GOAL OF THE EXERCISE »
Identify the line in which "black metal fence." appears, then reproduce that line and all remaining lines of the records word for word.

GIVEN DATA »
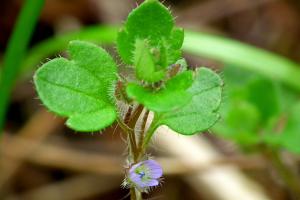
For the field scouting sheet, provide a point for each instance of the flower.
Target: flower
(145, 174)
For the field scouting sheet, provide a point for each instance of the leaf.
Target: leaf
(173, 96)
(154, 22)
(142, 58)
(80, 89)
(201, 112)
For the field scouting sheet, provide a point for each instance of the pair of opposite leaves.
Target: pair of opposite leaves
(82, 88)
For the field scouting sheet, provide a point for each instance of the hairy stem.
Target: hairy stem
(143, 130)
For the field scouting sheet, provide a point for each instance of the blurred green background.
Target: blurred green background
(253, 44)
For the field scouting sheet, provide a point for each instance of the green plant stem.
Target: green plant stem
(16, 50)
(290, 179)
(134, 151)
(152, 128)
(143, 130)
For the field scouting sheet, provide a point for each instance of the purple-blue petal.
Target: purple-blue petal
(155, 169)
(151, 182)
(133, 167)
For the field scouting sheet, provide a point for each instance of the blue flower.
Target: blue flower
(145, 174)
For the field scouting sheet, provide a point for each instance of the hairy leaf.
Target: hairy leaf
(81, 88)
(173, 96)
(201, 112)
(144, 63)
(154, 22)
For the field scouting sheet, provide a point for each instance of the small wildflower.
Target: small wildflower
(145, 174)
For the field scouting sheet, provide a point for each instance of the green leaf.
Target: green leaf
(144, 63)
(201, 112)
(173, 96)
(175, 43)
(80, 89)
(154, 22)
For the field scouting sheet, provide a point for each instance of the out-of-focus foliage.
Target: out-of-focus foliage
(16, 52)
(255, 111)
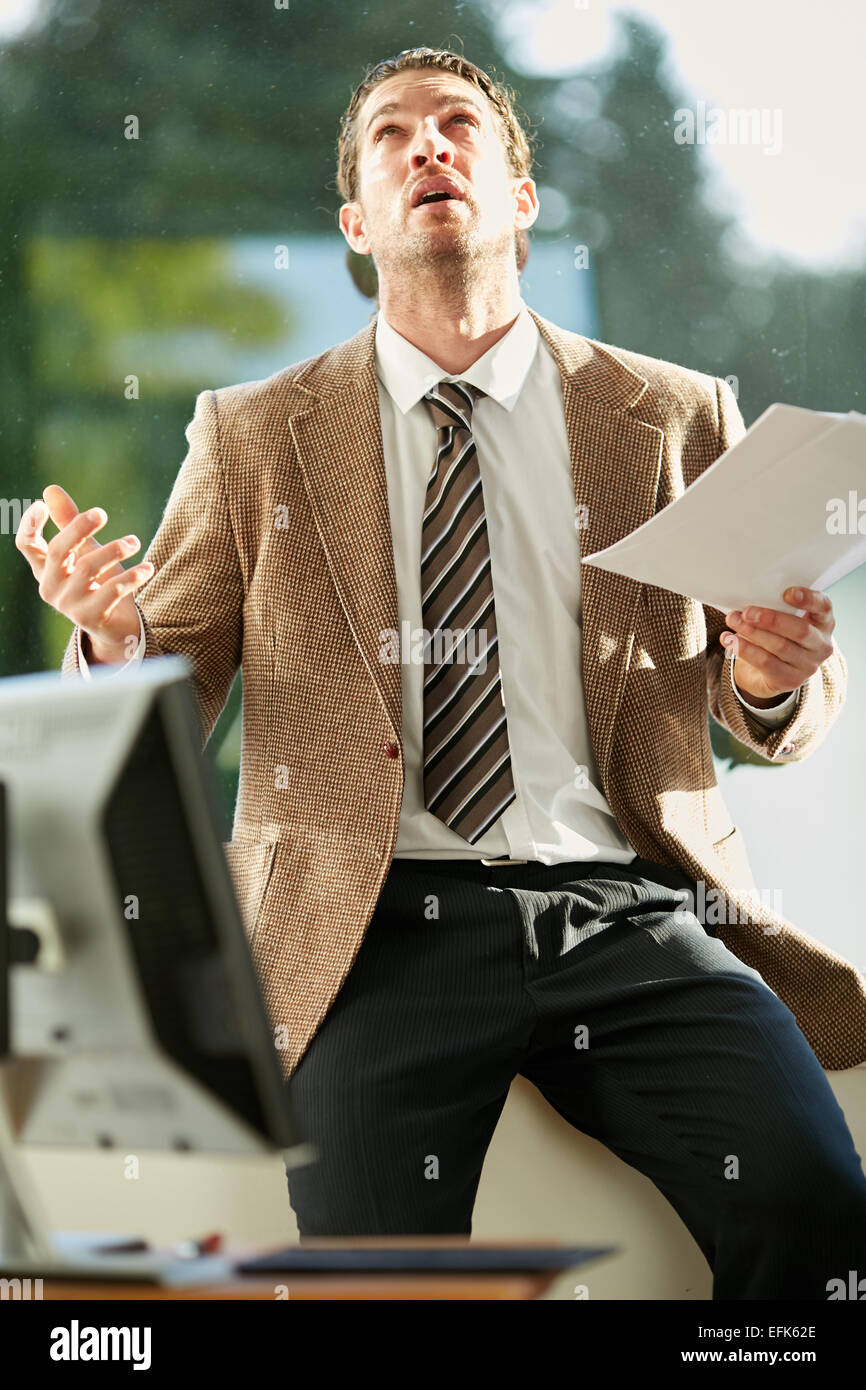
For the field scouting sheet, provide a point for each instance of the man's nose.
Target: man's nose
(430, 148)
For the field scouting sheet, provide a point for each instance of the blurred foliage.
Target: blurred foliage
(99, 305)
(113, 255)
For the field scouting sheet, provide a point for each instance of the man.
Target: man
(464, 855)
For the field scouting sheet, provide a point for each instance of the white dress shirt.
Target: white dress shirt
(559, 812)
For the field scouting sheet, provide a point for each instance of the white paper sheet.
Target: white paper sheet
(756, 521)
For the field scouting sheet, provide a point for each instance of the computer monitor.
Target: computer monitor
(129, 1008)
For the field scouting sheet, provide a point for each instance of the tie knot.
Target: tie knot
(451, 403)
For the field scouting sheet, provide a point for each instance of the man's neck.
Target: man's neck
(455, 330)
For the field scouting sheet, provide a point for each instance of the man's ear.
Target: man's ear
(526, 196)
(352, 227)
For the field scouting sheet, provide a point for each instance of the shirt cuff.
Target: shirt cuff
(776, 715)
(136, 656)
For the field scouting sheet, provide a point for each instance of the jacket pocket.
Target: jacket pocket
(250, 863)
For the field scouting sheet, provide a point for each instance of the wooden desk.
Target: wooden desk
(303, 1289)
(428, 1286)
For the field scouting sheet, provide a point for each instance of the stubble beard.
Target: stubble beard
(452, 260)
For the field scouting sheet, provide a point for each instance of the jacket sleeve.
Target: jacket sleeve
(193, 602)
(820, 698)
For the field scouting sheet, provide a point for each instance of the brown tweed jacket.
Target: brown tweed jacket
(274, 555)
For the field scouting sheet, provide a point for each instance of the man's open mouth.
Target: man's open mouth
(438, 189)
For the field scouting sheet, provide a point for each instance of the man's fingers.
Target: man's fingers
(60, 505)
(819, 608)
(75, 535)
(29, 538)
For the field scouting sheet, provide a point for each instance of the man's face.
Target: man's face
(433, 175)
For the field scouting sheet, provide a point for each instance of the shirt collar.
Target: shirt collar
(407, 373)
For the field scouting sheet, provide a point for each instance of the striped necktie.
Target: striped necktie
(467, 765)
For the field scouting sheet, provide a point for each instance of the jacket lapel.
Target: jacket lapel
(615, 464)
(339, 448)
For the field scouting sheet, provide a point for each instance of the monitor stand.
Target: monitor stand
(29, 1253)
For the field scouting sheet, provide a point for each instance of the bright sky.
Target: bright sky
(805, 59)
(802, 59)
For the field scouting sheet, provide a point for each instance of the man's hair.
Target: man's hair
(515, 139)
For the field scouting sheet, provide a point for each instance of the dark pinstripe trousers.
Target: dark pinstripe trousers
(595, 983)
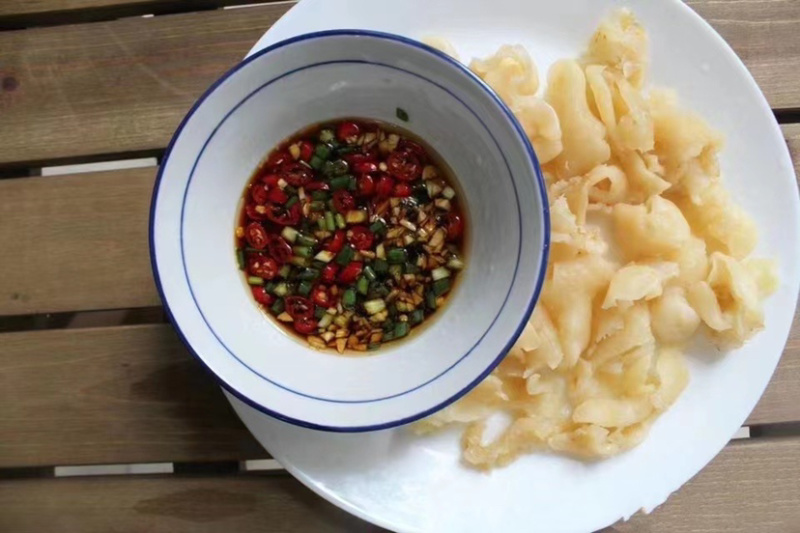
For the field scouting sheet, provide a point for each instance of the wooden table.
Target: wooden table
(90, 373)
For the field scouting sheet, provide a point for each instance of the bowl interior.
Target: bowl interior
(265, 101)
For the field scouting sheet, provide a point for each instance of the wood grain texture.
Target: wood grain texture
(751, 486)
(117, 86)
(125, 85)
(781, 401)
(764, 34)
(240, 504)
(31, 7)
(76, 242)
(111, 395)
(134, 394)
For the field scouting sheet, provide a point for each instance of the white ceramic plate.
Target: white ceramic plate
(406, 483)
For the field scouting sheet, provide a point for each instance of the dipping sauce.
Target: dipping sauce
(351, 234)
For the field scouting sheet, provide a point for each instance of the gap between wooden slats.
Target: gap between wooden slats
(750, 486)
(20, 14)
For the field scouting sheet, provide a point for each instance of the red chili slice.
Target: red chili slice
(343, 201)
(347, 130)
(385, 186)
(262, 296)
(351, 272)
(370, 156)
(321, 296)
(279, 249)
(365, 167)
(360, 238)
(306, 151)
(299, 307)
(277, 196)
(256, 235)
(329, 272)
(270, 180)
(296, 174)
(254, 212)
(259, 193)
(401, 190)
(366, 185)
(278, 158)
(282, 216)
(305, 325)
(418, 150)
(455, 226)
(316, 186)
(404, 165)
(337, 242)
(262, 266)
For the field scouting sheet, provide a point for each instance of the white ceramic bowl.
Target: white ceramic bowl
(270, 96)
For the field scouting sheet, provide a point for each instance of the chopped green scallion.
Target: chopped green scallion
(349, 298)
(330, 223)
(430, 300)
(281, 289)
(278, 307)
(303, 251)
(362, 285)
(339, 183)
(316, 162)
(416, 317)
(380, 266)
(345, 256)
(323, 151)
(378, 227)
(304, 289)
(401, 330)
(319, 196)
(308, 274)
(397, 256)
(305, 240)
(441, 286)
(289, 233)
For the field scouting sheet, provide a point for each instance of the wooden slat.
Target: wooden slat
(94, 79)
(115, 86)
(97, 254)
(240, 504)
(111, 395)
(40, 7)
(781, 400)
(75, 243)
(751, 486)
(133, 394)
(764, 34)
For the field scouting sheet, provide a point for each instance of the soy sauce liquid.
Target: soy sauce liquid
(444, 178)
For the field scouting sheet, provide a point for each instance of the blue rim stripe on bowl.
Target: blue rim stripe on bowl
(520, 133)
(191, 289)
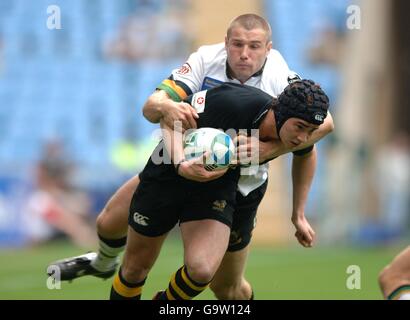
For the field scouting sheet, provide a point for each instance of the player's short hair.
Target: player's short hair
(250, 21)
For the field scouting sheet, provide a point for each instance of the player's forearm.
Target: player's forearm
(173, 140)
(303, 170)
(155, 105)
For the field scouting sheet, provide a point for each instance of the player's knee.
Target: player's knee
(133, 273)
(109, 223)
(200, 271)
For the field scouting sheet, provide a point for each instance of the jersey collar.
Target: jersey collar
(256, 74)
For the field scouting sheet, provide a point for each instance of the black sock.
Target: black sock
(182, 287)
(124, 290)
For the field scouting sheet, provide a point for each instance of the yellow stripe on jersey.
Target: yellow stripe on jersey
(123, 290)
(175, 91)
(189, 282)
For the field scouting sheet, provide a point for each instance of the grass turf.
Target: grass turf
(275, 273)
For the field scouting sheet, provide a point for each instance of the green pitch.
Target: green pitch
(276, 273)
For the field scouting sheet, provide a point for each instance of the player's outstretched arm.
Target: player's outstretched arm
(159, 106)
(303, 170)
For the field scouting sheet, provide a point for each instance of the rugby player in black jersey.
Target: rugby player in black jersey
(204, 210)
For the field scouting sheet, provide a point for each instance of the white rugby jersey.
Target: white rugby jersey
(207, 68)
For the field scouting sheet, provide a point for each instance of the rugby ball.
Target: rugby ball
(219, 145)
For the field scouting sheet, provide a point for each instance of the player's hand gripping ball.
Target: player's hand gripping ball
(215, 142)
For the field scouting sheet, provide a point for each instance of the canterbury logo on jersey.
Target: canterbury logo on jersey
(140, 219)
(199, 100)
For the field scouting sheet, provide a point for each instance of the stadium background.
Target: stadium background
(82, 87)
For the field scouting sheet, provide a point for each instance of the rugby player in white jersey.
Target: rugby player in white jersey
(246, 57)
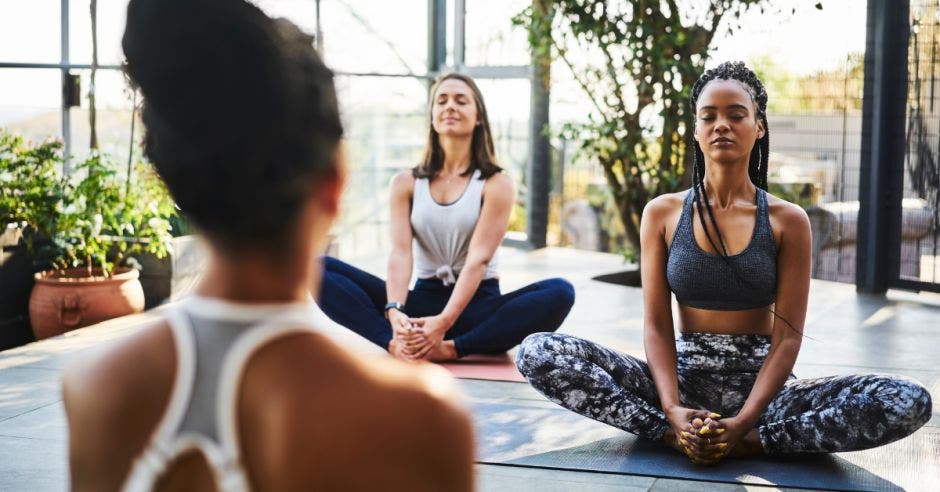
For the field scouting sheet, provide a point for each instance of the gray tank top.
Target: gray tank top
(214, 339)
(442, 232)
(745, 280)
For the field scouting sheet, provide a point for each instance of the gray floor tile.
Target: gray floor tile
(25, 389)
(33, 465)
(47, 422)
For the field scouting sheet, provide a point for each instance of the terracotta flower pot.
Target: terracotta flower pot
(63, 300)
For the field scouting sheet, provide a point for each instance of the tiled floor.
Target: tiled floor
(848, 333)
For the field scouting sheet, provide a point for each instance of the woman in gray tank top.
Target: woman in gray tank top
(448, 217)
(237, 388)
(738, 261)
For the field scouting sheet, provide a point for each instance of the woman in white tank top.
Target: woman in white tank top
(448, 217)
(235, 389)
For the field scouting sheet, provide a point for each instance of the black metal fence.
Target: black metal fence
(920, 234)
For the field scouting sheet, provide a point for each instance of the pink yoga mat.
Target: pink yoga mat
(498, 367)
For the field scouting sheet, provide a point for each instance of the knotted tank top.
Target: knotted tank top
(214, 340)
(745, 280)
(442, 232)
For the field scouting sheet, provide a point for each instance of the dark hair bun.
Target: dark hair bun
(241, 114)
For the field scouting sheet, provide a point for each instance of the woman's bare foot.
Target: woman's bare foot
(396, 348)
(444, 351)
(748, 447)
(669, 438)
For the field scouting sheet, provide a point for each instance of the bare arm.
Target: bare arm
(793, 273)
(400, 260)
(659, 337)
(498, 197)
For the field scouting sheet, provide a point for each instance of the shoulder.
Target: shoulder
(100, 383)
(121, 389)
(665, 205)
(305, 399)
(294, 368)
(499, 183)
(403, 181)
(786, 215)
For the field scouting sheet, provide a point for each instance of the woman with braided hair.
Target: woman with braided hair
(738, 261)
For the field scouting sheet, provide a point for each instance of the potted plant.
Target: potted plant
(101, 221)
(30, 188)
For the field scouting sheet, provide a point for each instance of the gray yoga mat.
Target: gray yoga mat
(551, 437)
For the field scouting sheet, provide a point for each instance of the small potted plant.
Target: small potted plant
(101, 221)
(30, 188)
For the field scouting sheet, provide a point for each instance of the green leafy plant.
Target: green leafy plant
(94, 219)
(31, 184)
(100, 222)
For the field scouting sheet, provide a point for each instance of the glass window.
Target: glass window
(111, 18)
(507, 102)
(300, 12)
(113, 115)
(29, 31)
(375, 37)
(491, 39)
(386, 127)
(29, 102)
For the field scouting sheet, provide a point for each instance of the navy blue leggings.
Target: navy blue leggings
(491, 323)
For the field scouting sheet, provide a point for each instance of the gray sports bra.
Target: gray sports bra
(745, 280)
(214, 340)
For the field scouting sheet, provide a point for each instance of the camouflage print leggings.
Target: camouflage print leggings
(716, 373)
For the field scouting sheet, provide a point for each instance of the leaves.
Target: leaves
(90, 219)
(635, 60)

EXPECTED ANSWER »
For the field scouting sheet, provide a point for each instance of the black metal fence.
Target: black metal fence
(920, 234)
For the field scouting sheet, provide a point for each instance of the pink yoga mat.
Target: pink yoga mat
(498, 367)
For the field scouting sheet, provide a point for each instance of the knotted tank top.
Target: knotted tank top
(214, 340)
(745, 280)
(442, 232)
For the field scouting sheet, provide a point for each instance of the dark hair bun.
Target: dark hair bun
(241, 114)
For the field scouting sheet, provide a point for each instance of the woman's bare foot.
Target: woman's bare foot
(396, 348)
(444, 351)
(748, 447)
(669, 438)
For the field scouting sheet, provide a point for each instance of the bare arm.
Target: bare arm
(793, 273)
(400, 260)
(659, 337)
(498, 197)
For the field scouting sheet, provide a point for each instance of the shoulder.
Target: shoulder
(100, 383)
(121, 389)
(665, 205)
(305, 399)
(294, 368)
(499, 183)
(403, 181)
(786, 215)
For the field scouting sheet, provide a point for each instance of the woman with braided hair.
Target: woman with braided hair
(738, 261)
For the field scouting sheet, provide a point for each instance of the potted plant.
Target: potted plant
(101, 221)
(30, 188)
For the field scouting sheet, provide a point for each instance of the gray yoga mat.
Target: gray yoga mat
(551, 437)
For the field scouting sheet, provide a point for each instance of the small potted plant.
Target: small potted plant
(101, 221)
(30, 188)
For the field scouting sheet, provide a point for each instance of the green leafy plant.
Target: green leafy plant
(94, 219)
(31, 184)
(100, 222)
For the field scouting sheet, provide a point for each instance of the glass window.
Target: glass window
(111, 18)
(507, 102)
(300, 12)
(113, 115)
(29, 31)
(375, 37)
(491, 39)
(386, 127)
(29, 102)
For the field scouting sheet, provide a point for each instance of the navy blue leggings.
Target: navy blue leggings
(491, 323)
For the field scouting sheet, provide a point for each instance of the gray sports bra.
Target: gray sports bra
(745, 280)
(214, 340)
For the field scouting sheet, provide a point for each instance of the camouflage print leggings.
Target: camouflage print leggings
(716, 373)
For the field scouting sheet, provide a point for each instance of the leaves.
Target: leaves
(90, 219)
(635, 60)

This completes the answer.